* [Aim of the task]: Within the listing below, filter for "window" and copy every matching line.

===

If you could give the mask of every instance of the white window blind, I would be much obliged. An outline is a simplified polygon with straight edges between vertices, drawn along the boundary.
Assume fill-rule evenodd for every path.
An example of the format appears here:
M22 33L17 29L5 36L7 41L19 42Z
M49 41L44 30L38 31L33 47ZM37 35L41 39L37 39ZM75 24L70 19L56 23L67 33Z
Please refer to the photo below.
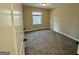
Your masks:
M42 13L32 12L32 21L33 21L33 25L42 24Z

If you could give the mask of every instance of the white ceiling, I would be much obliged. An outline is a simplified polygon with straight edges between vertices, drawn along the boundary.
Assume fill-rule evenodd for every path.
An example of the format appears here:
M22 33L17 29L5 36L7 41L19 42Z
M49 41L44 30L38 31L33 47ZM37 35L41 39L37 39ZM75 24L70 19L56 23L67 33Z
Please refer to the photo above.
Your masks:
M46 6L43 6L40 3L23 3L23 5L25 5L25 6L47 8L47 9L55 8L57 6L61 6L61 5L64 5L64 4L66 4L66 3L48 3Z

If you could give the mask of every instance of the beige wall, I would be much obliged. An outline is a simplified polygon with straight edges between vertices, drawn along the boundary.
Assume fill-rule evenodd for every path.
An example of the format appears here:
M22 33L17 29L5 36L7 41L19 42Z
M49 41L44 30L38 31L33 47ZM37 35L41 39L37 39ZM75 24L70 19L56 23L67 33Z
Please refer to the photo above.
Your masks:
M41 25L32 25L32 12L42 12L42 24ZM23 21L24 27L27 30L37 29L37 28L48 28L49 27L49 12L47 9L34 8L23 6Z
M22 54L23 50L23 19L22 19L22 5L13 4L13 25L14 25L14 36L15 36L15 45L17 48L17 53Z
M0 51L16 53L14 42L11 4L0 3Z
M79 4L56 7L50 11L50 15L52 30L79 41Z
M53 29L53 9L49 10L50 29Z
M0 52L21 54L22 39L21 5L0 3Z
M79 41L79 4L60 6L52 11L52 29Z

===

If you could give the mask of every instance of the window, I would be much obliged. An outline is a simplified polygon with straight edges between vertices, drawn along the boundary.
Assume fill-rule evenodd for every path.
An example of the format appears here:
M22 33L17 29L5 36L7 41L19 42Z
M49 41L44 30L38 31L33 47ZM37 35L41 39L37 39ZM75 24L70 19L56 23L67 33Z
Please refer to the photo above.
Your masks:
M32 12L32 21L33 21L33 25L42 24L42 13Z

===

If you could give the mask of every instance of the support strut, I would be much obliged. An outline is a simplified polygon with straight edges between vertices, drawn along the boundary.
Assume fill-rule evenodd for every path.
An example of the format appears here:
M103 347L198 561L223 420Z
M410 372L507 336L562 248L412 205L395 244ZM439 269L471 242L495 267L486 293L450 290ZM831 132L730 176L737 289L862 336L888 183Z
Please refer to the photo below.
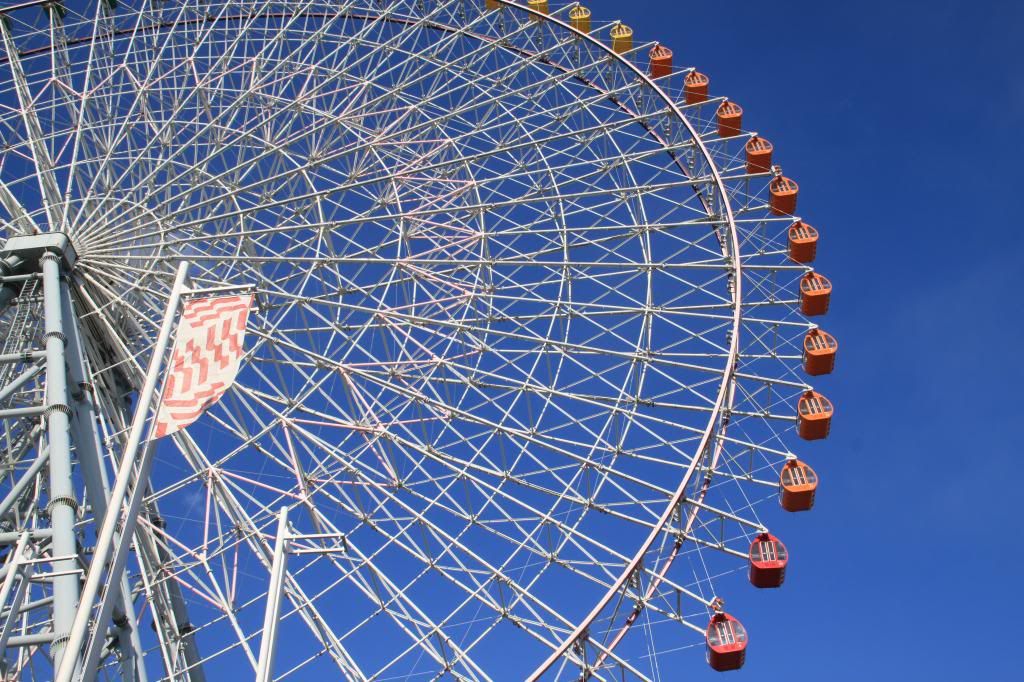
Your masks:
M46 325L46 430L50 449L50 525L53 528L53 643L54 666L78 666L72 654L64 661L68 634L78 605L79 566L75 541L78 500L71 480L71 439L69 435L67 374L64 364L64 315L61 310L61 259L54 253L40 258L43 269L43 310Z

===

* [Finished task]:
If you could give the mask of every instance of the white window blind, I would be much obliged. An outline is a simplified polygon with straight edges between vertices, drawn along the boundary.
If you could give the mask of every instance of the window, I would be much obliged. An outline is a simplified polygon with straight edges between vertices, drawn along the boundary.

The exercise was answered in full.